◆ What to work on
Starting at the line that contains "Where can you spot the mustache?", output each line through the end of the data exactly, and nothing more.

◆ Task inputs

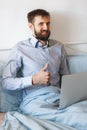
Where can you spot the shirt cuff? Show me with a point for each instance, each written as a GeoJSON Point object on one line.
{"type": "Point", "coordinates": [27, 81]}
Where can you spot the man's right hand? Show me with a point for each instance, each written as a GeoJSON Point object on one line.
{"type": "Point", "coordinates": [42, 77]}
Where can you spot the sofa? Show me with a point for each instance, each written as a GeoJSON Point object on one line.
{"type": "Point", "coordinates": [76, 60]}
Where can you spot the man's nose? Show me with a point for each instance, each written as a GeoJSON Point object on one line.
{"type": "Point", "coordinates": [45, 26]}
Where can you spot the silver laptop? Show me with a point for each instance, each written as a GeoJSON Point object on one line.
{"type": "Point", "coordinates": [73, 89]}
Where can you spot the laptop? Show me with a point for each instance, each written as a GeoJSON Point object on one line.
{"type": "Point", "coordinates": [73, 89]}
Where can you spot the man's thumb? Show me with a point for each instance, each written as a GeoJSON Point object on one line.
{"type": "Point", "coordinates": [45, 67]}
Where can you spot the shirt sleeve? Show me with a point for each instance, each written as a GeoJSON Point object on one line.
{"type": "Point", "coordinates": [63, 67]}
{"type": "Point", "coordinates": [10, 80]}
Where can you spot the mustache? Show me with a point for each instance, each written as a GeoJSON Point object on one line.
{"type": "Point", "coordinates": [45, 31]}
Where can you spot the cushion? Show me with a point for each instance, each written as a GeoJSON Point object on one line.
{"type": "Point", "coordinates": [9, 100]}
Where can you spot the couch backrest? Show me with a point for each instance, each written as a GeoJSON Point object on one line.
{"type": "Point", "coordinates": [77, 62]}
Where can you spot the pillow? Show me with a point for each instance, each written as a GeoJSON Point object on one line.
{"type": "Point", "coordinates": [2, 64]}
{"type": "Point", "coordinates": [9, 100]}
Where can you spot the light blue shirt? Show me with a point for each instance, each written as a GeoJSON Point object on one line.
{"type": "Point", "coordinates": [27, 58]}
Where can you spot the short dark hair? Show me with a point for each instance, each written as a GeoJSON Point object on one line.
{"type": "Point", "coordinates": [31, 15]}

◆ Solution below
Where can you spot the mustache? Show me with a point for each instance, each written as a GeoJSON Point object on one line.
{"type": "Point", "coordinates": [45, 31]}
Where can you spot the cushion? Show me with a point for each instance, each written as a GeoJSON Point object on one line.
{"type": "Point", "coordinates": [9, 100]}
Where can you spot the couch backrest? Show me with a point for each instance, each written as a GeoJSON Point object on one line.
{"type": "Point", "coordinates": [77, 62]}
Where can you spot the pillow? Show me with a point for each instance, each written as a GeoJSON Point object on one line.
{"type": "Point", "coordinates": [2, 64]}
{"type": "Point", "coordinates": [9, 100]}
Where can you spot the light blue shirt? Show me with a point for each instance, each written as a GeoJSON Point object on one line.
{"type": "Point", "coordinates": [27, 58]}
Where can you spot the short dark hair? Show me with a point for each instance, each written as a GeoJSON Point object on one line.
{"type": "Point", "coordinates": [31, 15]}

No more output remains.